> **Text shown**
* start *

I'm no expert on this (so please accept the comments in that context)
but 2 things seem weird to me:
1. Iterating over each hit is an expensive proposition. I've often
seen people recommending a HitCollector.
2. It seems that doBodySearch() is essentially saying, do this search
and return the score pertinent to this ID (using an exhaustive loop).
Would it be possible to just include a query clause?
- i.e., instead of just contents:<userQuery>, also add
+id:<idWeCareAbout>
In general though, I think your algorithm seems inefficient (if I
understand it correctly):-- if I want to search for one term among 3 in
a "collection" of 300 documents (as defined by some external attribute),
I will wind up executing 300 x 3 searches, and for each search that is
executed, I will iterate over every Hit, even if I've already found the
one that I "care about".
What would break if you:
1. Included "creator" in the Lucene index (or, filtered out the Hits
using a BitSet or something like it)
2. Executed 1 search
3. Collected the results of the first N Hits (where N is some
reasonable limit, like 100 or 500)
-h
On Tue, 2007-07-24 at 20:14 -0400, Askar Zaidi wrote:
> Sure.
>
> public float doBodySearch(Searcher searcher,String query, int id){
>
> try{
> score = search(searcher, query,id);
> }
> catch(IOException io){}
> catch(ParseException pe){}
>
> return score;
>
> }
>
> private float search(Searcher searcher, String queryString, int id)

* end *

> **Complete the following**
a: From the Lucene reply, extract the text between "What would break" and "100 or 500)", inclusive.
b: Answer these from the Lucene reply:
(i) What does the writer say people often recommend instead of iterating over each hit?
(ii) How many documents are in the example "collection"?
(iii) On what date and at what time was Askar Zaidi's quoted message written?
c: List each step the Lucene reply proposes after "What would break if you:".
None of the lines that come after this are needed.

> **Data lines**

* start *

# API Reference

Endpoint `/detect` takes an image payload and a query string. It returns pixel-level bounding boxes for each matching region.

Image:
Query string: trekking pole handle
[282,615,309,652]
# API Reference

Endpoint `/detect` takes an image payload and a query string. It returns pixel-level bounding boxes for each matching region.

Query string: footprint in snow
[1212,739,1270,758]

* end *

> **Answers provided**
a:
What would break if you:
1. Included "creator" in the Lucene index (or, filtered out the Hits
using a BitSet or something like it)
2. Executed 1 search
3. Collected the results of the first N Hits (where N is some
reasonable limit, like 100 or 500)

b:
(i) A HitCollector.
(ii) 300.
(iii) Tue, 2007-07-24, at 20:14 -0400.

c:
1. Include "creator" in the Lucene index, or filter out the Hits using a BitSet or something like it.
2. Execute 1 search.
3. Collect the results of the first N Hits, where N is some reasonable limit, like 100 or 500.